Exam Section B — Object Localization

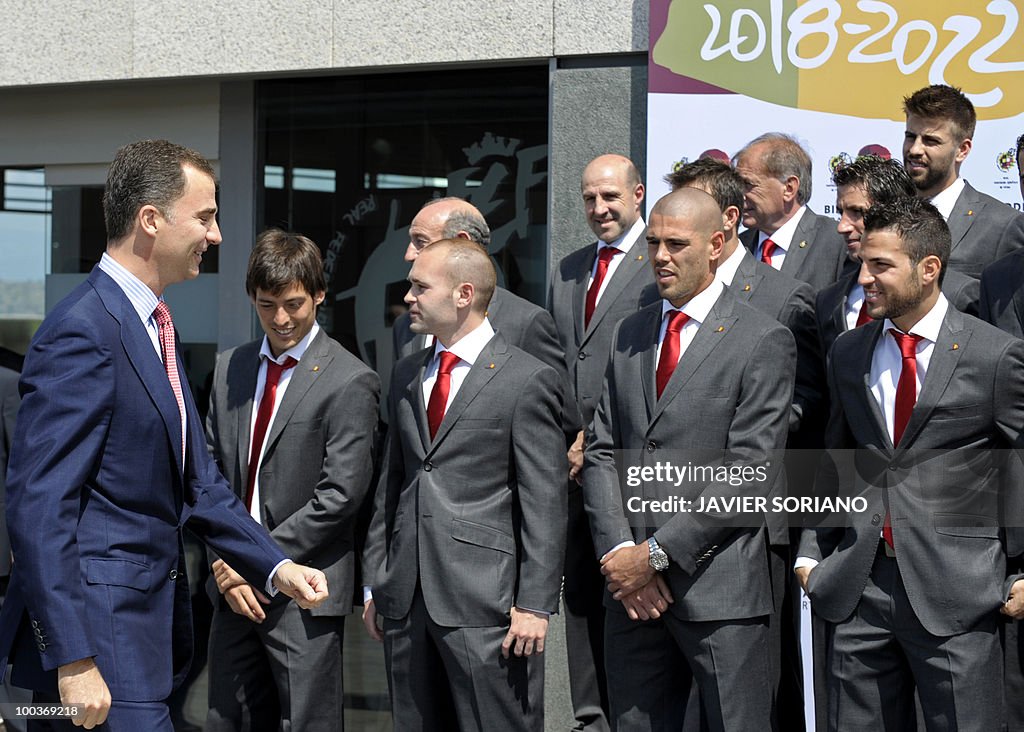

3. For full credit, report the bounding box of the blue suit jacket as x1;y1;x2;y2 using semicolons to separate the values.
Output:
0;268;285;701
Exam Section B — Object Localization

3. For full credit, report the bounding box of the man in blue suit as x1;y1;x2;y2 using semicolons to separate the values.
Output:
0;140;327;732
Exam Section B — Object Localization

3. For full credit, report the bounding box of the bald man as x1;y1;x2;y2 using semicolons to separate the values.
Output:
548;155;658;732
583;188;797;732
362;240;568;732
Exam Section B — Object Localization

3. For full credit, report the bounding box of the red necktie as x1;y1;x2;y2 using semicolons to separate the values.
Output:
882;328;922;547
246;356;298;511
427;351;462;439
854;297;871;328
153;300;185;461
657;310;690;399
583;247;620;328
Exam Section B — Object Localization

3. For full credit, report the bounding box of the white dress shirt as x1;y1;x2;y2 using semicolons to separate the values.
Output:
754;206;807;269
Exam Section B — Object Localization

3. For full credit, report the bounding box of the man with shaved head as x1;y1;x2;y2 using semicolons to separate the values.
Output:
583;187;797;732
548;155;657;732
362;239;568;732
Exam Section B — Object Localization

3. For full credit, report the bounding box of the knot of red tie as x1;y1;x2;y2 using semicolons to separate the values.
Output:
584;246;620;326
656;310;690;398
427;351;462;439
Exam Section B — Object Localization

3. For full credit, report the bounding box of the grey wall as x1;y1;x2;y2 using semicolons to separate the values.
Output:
550;54;647;266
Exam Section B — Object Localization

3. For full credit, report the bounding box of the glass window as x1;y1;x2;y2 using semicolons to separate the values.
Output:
257;67;548;378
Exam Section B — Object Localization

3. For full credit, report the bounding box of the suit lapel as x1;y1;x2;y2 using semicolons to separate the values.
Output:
89;268;188;474
420;334;510;453
896;305;974;451
233;341;260;490
946;183;981;249
779;214;814;279
263;330;334;455
850;320;893;451
651;291;736;423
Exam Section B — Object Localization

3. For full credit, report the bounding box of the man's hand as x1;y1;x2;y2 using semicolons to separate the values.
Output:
623;572;675;620
793;567;811;593
567;430;583;485
210;559;248;595
362;598;384;641
502;607;548;658
224;583;270;622
273;562;328;610
999;579;1024;620
601;542;655;600
57;658;111;730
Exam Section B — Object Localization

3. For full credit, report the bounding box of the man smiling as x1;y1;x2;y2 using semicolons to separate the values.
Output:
903;84;1024;278
206;229;380;732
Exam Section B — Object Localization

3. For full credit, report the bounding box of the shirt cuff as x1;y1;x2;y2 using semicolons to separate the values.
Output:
266;559;292;597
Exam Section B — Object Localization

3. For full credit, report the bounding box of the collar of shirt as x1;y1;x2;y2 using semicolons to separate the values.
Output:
932;177;966;221
259;320;319;363
758;206;807;252
430;317;495;372
715;245;749;286
99;252;161;354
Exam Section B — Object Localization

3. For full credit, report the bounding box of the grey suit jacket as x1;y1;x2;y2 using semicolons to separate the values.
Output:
799;308;1024;636
362;333;568;628
0;367;22;576
583;290;797;620
391;288;582;439
739;209;854;292
814;269;987;358
946;183;1024;279
548;231;660;427
979;246;1024;338
207;331;380;615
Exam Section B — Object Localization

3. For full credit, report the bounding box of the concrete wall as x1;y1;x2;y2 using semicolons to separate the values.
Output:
0;0;648;87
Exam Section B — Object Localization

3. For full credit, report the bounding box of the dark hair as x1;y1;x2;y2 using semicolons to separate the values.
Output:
903;84;978;139
665;158;743;212
864;196;952;285
732;132;811;206
246;228;327;297
833;155;918;205
103;140;216;243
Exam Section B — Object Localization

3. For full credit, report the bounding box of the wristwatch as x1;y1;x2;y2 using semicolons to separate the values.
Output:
647;536;669;572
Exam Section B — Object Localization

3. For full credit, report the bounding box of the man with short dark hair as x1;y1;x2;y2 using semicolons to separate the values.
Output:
815;156;978;357
548;155;657;732
733;132;848;291
903;84;1024;278
796;198;1024;732
583;187;797;732
362;239;567;732
0;140;327;732
206;229;380;732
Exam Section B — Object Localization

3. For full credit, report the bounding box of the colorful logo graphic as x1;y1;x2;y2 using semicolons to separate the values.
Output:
995;147;1017;173
651;0;1024;121
828;153;853;175
857;143;893;160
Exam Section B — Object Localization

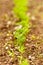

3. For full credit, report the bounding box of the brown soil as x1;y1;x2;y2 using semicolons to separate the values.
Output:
0;0;43;65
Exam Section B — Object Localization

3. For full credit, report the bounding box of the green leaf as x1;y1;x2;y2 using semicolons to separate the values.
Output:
20;59;29;65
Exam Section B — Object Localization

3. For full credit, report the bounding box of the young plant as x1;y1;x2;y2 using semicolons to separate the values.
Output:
13;0;30;53
19;56;30;65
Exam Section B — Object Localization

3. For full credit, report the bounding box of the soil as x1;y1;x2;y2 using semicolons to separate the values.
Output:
0;0;43;65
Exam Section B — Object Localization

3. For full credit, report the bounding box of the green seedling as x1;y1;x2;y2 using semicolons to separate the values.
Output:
19;56;30;65
20;59;29;65
7;50;15;58
13;0;30;53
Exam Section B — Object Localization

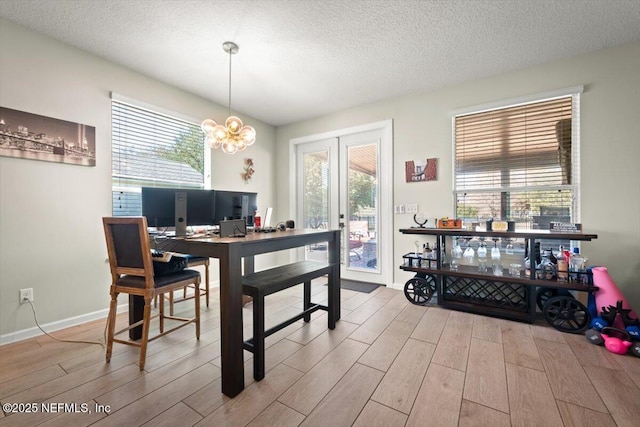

_ _ _ _ _ _ _

STATED TASK: Extract every line of the items above that contains the word "shirt".

FULL SOLUTION:
3. For full credit, report the bounding box of the white dress shirt as x1;y1;x2;y2 using semicolons to separate the values.
3. For full credit, report the bounding box of the shirt cuff as x1;y1;x2;y2 using semicolons to separate the values.
3. For full credit, report the bounding box of the collar of shirt as x1;y1;x2;y2 using semicolons to separate the values.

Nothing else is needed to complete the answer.